--- Exercise aim ---
Update the lines below by replacing "bounding box" with "rectangle" and leaving everything else unchanged.

--- Available records ---
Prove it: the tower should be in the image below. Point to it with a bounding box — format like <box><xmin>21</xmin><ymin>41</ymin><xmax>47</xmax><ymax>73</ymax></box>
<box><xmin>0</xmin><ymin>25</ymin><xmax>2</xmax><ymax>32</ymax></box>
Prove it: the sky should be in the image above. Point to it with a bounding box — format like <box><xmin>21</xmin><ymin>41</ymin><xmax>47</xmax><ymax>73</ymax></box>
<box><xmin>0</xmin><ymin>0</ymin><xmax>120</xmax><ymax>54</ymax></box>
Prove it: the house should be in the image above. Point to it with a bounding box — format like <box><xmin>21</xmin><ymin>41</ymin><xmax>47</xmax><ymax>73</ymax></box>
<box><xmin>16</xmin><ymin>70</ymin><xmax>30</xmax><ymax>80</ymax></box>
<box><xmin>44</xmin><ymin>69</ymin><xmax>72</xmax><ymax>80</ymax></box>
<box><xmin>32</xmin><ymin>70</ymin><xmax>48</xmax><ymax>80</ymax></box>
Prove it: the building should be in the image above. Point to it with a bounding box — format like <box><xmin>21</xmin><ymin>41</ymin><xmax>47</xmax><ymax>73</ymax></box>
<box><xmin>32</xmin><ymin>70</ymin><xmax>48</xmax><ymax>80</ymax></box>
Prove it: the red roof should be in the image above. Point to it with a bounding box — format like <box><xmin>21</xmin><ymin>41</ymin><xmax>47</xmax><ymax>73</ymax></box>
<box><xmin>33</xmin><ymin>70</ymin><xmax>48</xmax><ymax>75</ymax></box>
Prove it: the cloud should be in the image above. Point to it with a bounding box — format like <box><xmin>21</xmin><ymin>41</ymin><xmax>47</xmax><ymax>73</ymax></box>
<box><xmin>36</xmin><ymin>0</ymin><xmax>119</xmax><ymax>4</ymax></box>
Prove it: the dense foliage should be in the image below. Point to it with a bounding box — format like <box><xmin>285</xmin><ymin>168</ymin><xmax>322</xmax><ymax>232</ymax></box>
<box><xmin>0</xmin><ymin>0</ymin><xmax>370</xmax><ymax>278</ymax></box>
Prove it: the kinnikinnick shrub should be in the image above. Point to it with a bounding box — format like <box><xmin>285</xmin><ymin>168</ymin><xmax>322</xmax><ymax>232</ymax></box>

--- Worked answer ---
Prove it: the tower should be in the image below. Point to it with a rectangle — format like <box><xmin>21</xmin><ymin>41</ymin><xmax>47</xmax><ymax>73</ymax></box>
<box><xmin>0</xmin><ymin>25</ymin><xmax>2</xmax><ymax>32</ymax></box>
Prove it: the sky should be in the image above. Point to it with a rectangle — format like <box><xmin>21</xmin><ymin>41</ymin><xmax>47</xmax><ymax>73</ymax></box>
<box><xmin>0</xmin><ymin>0</ymin><xmax>120</xmax><ymax>54</ymax></box>
Prove it: the house should be in the image above. Point to it with a rectangle — format like <box><xmin>21</xmin><ymin>41</ymin><xmax>47</xmax><ymax>73</ymax></box>
<box><xmin>16</xmin><ymin>70</ymin><xmax>30</xmax><ymax>80</ymax></box>
<box><xmin>44</xmin><ymin>69</ymin><xmax>72</xmax><ymax>80</ymax></box>
<box><xmin>32</xmin><ymin>70</ymin><xmax>48</xmax><ymax>80</ymax></box>
Prove it: the building should be in the image above. Point to it with a rectangle — format like <box><xmin>21</xmin><ymin>41</ymin><xmax>47</xmax><ymax>73</ymax></box>
<box><xmin>32</xmin><ymin>70</ymin><xmax>48</xmax><ymax>80</ymax></box>
Prove it: the red roof should be in the image above. Point to it with a rectangle — format like <box><xmin>21</xmin><ymin>41</ymin><xmax>47</xmax><ymax>73</ymax></box>
<box><xmin>33</xmin><ymin>70</ymin><xmax>48</xmax><ymax>75</ymax></box>
Prove it: the cloud should be in the image above. Point to it with a rectangle — format like <box><xmin>21</xmin><ymin>41</ymin><xmax>47</xmax><ymax>73</ymax></box>
<box><xmin>36</xmin><ymin>0</ymin><xmax>119</xmax><ymax>4</ymax></box>
Prove it: the dense foliage should be in the image below. Point to it with a rectangle — format like <box><xmin>285</xmin><ymin>168</ymin><xmax>322</xmax><ymax>232</ymax></box>
<box><xmin>0</xmin><ymin>0</ymin><xmax>370</xmax><ymax>278</ymax></box>
Prove it: the kinnikinnick shrub should be in the image above. Point to it with a rectangle — format like <box><xmin>285</xmin><ymin>168</ymin><xmax>322</xmax><ymax>232</ymax></box>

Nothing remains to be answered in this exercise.